Point placement records
───

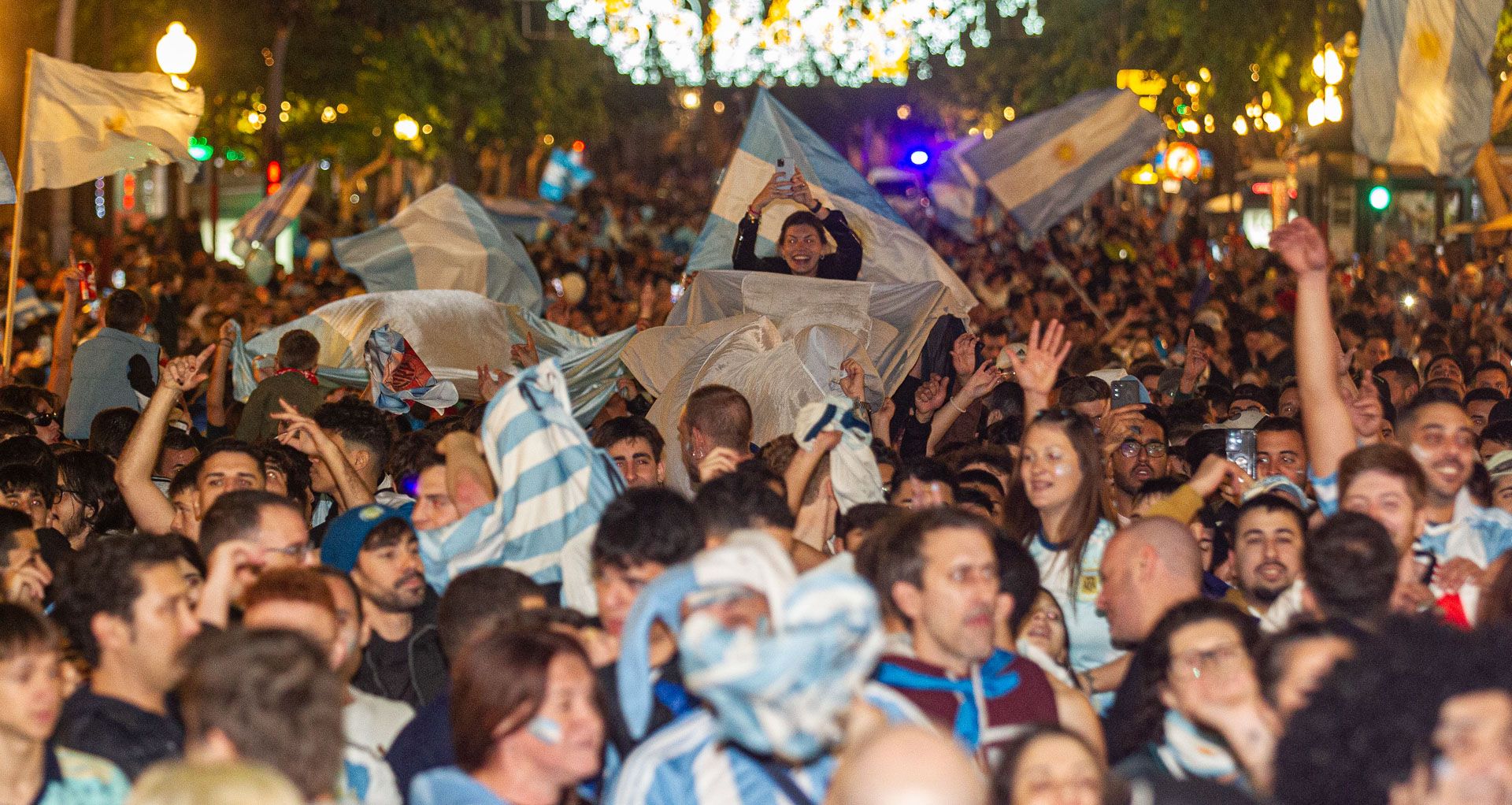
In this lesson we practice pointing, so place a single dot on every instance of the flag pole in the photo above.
(20, 203)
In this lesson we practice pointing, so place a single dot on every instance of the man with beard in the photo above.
(938, 573)
(402, 658)
(1269, 533)
(1142, 456)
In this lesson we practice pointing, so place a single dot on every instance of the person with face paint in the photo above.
(1058, 509)
(802, 241)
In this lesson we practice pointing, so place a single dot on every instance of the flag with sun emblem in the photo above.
(1421, 93)
(1045, 165)
(891, 251)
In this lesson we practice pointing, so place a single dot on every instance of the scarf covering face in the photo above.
(776, 689)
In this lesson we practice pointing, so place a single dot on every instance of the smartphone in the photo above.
(1239, 447)
(1125, 392)
(87, 287)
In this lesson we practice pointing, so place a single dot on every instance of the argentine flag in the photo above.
(892, 253)
(1045, 165)
(6, 184)
(563, 176)
(443, 241)
(1421, 91)
(272, 215)
(554, 486)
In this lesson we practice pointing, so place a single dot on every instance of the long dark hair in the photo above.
(499, 681)
(1088, 506)
(1154, 657)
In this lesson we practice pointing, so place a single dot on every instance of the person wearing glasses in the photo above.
(1203, 711)
(1142, 456)
(802, 241)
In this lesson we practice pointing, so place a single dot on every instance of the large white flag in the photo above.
(87, 123)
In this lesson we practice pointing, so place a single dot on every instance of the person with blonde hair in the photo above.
(220, 783)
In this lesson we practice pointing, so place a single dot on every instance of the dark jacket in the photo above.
(413, 670)
(843, 264)
(117, 731)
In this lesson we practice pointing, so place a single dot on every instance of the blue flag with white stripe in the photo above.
(274, 213)
(6, 184)
(1047, 165)
(959, 198)
(565, 174)
(1421, 93)
(892, 251)
(443, 241)
(552, 483)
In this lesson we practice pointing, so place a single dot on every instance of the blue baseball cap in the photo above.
(345, 535)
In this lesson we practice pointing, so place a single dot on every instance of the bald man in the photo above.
(907, 766)
(1148, 568)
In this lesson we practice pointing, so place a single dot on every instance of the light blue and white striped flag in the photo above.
(445, 239)
(565, 174)
(274, 213)
(1045, 165)
(958, 197)
(1421, 93)
(552, 486)
(6, 184)
(892, 253)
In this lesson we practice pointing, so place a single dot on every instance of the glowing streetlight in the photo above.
(406, 128)
(176, 54)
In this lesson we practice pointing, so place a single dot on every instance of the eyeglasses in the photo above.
(1211, 660)
(1132, 448)
(292, 551)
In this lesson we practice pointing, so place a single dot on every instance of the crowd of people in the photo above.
(1168, 519)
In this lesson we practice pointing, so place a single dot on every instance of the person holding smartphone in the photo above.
(802, 243)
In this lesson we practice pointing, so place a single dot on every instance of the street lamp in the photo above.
(176, 54)
(406, 128)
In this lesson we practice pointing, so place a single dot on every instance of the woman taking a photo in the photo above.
(525, 724)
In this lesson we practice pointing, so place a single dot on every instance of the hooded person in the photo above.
(780, 665)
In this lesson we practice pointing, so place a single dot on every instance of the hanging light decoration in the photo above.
(737, 43)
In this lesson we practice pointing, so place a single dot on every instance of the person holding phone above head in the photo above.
(800, 246)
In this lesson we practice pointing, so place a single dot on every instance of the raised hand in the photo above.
(854, 382)
(928, 397)
(525, 354)
(185, 373)
(1301, 247)
(964, 354)
(491, 382)
(1042, 358)
(982, 382)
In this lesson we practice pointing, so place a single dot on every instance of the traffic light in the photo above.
(274, 176)
(200, 149)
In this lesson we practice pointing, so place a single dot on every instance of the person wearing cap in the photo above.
(377, 545)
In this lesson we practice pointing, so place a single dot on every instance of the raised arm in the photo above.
(1323, 409)
(61, 374)
(1036, 373)
(310, 440)
(133, 473)
(215, 404)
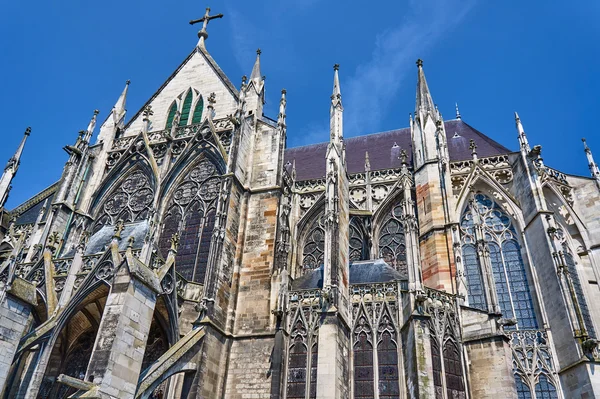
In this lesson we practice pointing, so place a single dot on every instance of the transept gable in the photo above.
(200, 72)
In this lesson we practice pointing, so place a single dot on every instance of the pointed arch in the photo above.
(507, 266)
(198, 109)
(186, 108)
(171, 115)
(129, 199)
(363, 356)
(298, 357)
(190, 212)
(387, 356)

───

WHAT THE TASK REQUIRES: Copy all of the material above line for line without any changes, and leave the pictures out of your answer.

RESPONSE TO THIS TASK:
In this lesson we practice pointing, so place a single dot on every instance of the flag pole in the photo above.
(20, 203)
In this lesson we practice pointing, so place a single dot on every instance of the man with beard in the photo above.
(938, 573)
(402, 658)
(1269, 533)
(1142, 456)
In this lesson we practice pointing, so place a single dot on every instance of the person with face paint in the photo above.
(1058, 509)
(802, 241)
In this lesson we practice pointing, so place a single dot on every instance of the flag with sun emblem in the photo above.
(1421, 93)
(1045, 165)
(891, 251)
In this lesson we practice pointing, so place a single dot on every instance of the scarf covering face in the photo above.
(776, 689)
In this lesson we practice pointing, so place a single dot on every instance of the smartphone in the photo above.
(1239, 447)
(1125, 392)
(87, 287)
In this lesson we practice pointing, so place a single dot on every instance of the argentine flag in the photo above.
(892, 253)
(1045, 165)
(6, 184)
(563, 176)
(443, 241)
(1421, 91)
(272, 215)
(554, 486)
In this lesson we practice pointing, so place a single dot on every instance of the long dark hair in the photo above.
(499, 681)
(1088, 506)
(1154, 657)
In this lesson we practice pointing, so place a single dot on every instance of the person wearing glasses in the photo above.
(1203, 711)
(1142, 456)
(802, 241)
In this lesson we practice pointing, so place a single dot on every instance of the large white flag in the photo above.
(87, 123)
In this lesson we practice pointing, so place a single dot on every instance of the person with blonde hair in the photo above.
(220, 783)
In this lesson we practice pointing, so place a single dot on every instance of the dark jacket in the photo above.
(413, 670)
(843, 264)
(117, 731)
In this lesson we practice pointing, so place a single dot on every instance of the blue flag with white stripe in the photo above.
(274, 213)
(6, 184)
(1047, 165)
(959, 198)
(565, 174)
(1421, 93)
(892, 251)
(443, 241)
(552, 483)
In this lesson we practice pointing, so place a single dot on every instance of the blue baseball cap in the photo above.
(345, 535)
In this lesson we practice pointing, so place a single dot on every instance of the bald man in the photo above.
(907, 766)
(1148, 568)
In this lesson we practice pointing, so place a single dot on every instance of the light blue and white striped flag in the photo above.
(445, 239)
(565, 174)
(274, 213)
(1045, 165)
(958, 197)
(1421, 93)
(552, 486)
(6, 184)
(892, 253)
In this lesson we practice pointing, so place a single dot on every instance of the glowing streetlight in the photo above.
(406, 128)
(176, 54)
In this lesson we practice pointing, so place a single dot on every instance of the eyeglasses in the photo above.
(1211, 660)
(1132, 448)
(292, 551)
In this lesson we practice pointing, so place a single dot on every instance of the crowd of people in the photo above.
(1168, 519)
In this lesson we practice pointing, so place a single dot on every instance of the person holding smartphone in the photo above.
(802, 243)
In this lesson we practice pointing, so place a single dot on every instance of the street lamp in the photo above.
(176, 54)
(406, 128)
In this lesson we practice pointing, so place a single dot on every instance of the woman taking a photo in the photo above.
(525, 724)
In this lesson we practice pointing, so place a single dot on every instance of the hooded person in the photo above.
(780, 665)
In this lesson we practice pointing, so place a single dot on every instance of the hanging light decoration in the photo above.
(737, 43)
In this lesson we practice pointing, so place a single dot on every instance of the person holding phone above head in the photo above.
(800, 246)
In this lesson we practice pointing, so place a single dot on every instance of the raised hand in the photo above.
(854, 382)
(928, 397)
(525, 354)
(185, 373)
(1301, 247)
(964, 354)
(491, 382)
(1042, 358)
(982, 382)
In this lesson we practice pointing, so place a single dot on every instance of the traffic light in the photo above.
(274, 176)
(200, 149)
In this lesson we practice pointing, so place a single dot on every instance of the person wearing cap in the photo above.
(377, 545)
In this lesson we practice pointing, so place a single dot on every instance of the raised arm in the photo above.
(1323, 409)
(61, 374)
(1036, 373)
(310, 440)
(133, 473)
(215, 404)
In this lesson we practice pointing, so place a single dot on every instance of the transept gable in the photo above.
(200, 72)
In this lesson we practice pointing, so place a single dot on every instance of the pointed arch in the photo above.
(507, 266)
(198, 109)
(186, 108)
(171, 115)
(129, 199)
(363, 356)
(298, 357)
(190, 212)
(387, 356)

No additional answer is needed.